_Material to process_
○ ○ ○ ○ ○
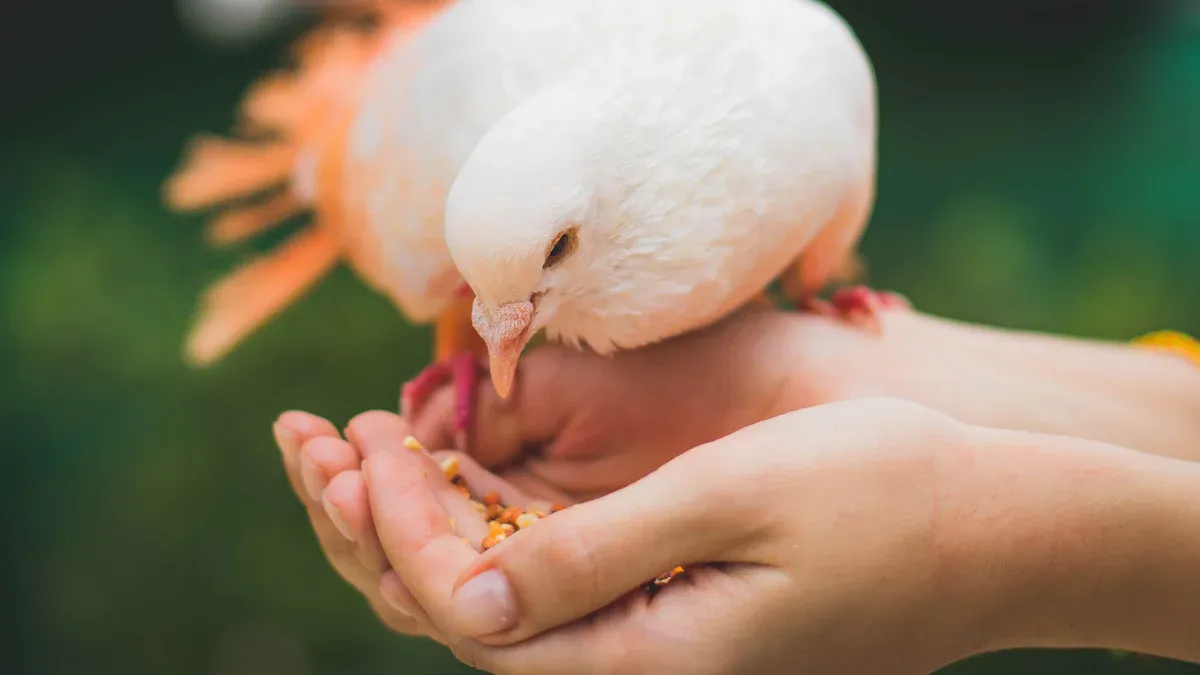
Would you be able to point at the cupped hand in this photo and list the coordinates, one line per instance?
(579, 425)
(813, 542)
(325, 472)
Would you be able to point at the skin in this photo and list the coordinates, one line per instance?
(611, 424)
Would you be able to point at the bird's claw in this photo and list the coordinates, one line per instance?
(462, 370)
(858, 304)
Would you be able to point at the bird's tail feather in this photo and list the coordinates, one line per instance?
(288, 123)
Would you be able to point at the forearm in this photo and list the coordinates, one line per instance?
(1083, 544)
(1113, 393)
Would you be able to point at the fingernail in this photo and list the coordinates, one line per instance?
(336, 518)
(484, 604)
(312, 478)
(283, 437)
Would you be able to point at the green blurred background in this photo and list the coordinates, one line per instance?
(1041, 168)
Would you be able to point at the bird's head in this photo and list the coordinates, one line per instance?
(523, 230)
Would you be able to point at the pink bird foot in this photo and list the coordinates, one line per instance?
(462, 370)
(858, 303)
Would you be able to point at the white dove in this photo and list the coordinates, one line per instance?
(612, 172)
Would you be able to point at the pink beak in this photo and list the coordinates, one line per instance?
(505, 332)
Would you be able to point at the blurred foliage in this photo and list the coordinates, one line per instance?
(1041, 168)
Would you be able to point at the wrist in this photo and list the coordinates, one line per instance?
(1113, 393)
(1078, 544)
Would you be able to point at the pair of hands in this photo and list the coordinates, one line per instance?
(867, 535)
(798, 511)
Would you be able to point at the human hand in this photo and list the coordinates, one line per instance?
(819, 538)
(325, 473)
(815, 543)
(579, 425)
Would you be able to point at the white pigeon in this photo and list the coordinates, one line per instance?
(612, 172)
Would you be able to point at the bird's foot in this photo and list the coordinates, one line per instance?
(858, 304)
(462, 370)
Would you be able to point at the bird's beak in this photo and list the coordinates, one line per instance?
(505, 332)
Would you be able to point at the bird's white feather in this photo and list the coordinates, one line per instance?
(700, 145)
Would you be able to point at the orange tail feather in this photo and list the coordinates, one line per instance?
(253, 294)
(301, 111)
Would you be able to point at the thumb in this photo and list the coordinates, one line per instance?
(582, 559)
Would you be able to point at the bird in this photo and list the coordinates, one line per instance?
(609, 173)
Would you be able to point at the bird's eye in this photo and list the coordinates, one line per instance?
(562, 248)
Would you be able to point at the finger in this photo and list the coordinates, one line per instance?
○ ○ ○ ○ ○
_Work request_
The listing is to be repeated exactly, with its pictures removed.

_Response area_
Would you be able to point at the cupped hand in this photo and list the coordinates, one line per instance?
(579, 425)
(813, 542)
(325, 472)
Would you be able to point at the skin in this photo and list the coordinates, one line per instance?
(611, 424)
Would you be able to point at the bird's claw in this photo and list the coordinates, one line per instance?
(462, 370)
(858, 304)
Would you be able to point at the bird's tail feather in this photo and list the coordinates, one line per instance?
(288, 123)
Would you be able to point at the forearm in this photo and list the coordinates, one line per instance?
(1083, 544)
(1113, 393)
Would you be able to point at the fingernail in this photo and list the coordinates, one line per instance?
(336, 518)
(484, 604)
(312, 478)
(283, 437)
Would you be able to point at the green blurred background in this photo and list the coordinates, one line per instance?
(1041, 168)
Would you be able to point at the bird's head in this photo and list the coordinates, one line per instance?
(523, 230)
Would you be able to point at the pink bird foot in this photo and list the coordinates, one line per instance?
(462, 370)
(858, 303)
Would you be able to point at the white dove in this photo and list the coordinates, one line per instance?
(612, 172)
Would you be able to point at the pink beak in this photo and list the coordinates, one line per instance?
(505, 332)
Would you be able to point at the blurred foliage in this photo and list the coordinates, one line per instance?
(1041, 168)
Would you be able to point at the wrist in this photo and list the coordinates, one line per instance?
(1113, 393)
(1078, 544)
Would you be able to point at the pair of hands in this photo and list the coordinates, one line per instance?
(867, 535)
(798, 511)
Would you be able to point at the human hand in this photo and list the coordinates, one line per instance?
(819, 538)
(325, 473)
(815, 543)
(579, 425)
Would you be able to point at the white pigeon in this photo and list the coordinates, one line per instance?
(612, 172)
Would you be able to point at the bird's foot in this photo and list the coordinates, one line per instance?
(858, 304)
(462, 370)
Would you be able to point at the bird's beak in this photo and list the coordinates, one line per instance?
(505, 332)
Would you be able to point at the bird's white feather in this photo and list the coordinates, one line per instance?
(700, 145)
Would you be able to point at the orange tail feather in this photo and list the coordinates, one line per instance?
(253, 294)
(301, 111)
Would you be able to point at the thumb in this photo and list the coordinates, one line per instance?
(582, 559)
Would you be able to point at the bird in this photo and list the coordinates, one line per instance?
(609, 173)
Would you be able to point at the bird's eye in this photo and list the coordinates, one line per instance?
(562, 248)
Would you be able to point at the finger in this photo and list the coordinates, one line per instance?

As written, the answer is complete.